» Task item
Please transcribe the entries below without changing a single character.

Records from a data source:
--- START ---
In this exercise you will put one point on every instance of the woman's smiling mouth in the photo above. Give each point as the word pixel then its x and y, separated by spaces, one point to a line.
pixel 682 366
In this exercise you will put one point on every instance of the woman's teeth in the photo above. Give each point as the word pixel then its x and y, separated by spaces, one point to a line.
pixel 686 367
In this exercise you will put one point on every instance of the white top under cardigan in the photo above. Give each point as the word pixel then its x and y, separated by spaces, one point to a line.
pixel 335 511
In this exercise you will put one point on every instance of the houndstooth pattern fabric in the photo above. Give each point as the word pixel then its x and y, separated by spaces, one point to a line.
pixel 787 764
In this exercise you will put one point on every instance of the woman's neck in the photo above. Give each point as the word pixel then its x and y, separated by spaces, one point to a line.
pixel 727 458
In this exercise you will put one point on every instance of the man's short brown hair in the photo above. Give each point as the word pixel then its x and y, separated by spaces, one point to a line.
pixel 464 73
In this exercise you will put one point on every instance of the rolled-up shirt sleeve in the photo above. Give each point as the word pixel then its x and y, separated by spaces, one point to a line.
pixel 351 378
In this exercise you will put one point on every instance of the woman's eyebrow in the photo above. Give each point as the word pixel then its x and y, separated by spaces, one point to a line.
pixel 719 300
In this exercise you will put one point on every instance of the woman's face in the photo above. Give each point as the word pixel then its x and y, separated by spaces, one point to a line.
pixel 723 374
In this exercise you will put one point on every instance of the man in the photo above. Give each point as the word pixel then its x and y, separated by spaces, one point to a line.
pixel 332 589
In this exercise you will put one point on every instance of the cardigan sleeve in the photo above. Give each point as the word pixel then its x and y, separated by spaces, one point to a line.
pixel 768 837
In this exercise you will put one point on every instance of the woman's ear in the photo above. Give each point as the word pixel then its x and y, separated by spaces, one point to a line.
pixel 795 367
--- END ---
» Solution for this exercise
In this exercise you will put one point on every instance of the woman's smiling mouth in the photo above. Give each point as the word pixel then its x and y, separated by spaces, one point to a line.
pixel 682 366
In this exercise you will put one point on every instance of the woman's teeth in the photo above. Give each point as the word pixel then its x and y, separated by spaces, one point to a line.
pixel 686 367
In this exercise you will put one point on every instance of the white top under cardigan in the photo above. Give each point as the word pixel then its x and y, separated by spaces, one point to a line.
pixel 335 511
In this exercise you will put one point on every instance of the houndstooth pattern fabric in the photo above. Give each point as the word pixel then its x and y, separated by spaces, one point to a line.
pixel 787 764
In this exercise you will put one point on every instance of the woman's neck in the photo above. Give each point as the word pixel then its x and y, separated by spaces, one point to a line.
pixel 727 458
In this exercise you will put one point on every instance of the man's short brown hair in the photo above. Give each point as the word pixel then its x and y, separated by spaces, one point to a line.
pixel 464 73
In this exercise you will put one point on every instance of the rolled-up shirt sleeve in the photo above. Give each point as the word pixel then its x and y, separated by spaces, one point to a line.
pixel 351 378
In this exercise you will put one point on every instance of the woman's eyebrow in the photo above. Give each point as the word pixel then its x and y, separated by spaces, one point to a line.
pixel 719 300
In this exercise you will put one point on every instance of the woman's face in the photo above. Give each point as the word pixel then its x and y, separated by spaces, one point to a line.
pixel 723 374
In this exercise you will put one point on every instance of the man in the photo above. Give each point as the word pixel then its x and y, separated by spaces, one point to a line.
pixel 332 589
In this exercise you will put one point on every instance of the cardigan sleeve in the photo above. Give each point as the word pixel then its x and y, separated by spaces, one point to a line.
pixel 768 837
In this exercise you will put one point on every instance of the woman's ear in the photo above. Give each point as the word pixel then its x and y, separated by spaces, one point to a line.
pixel 795 367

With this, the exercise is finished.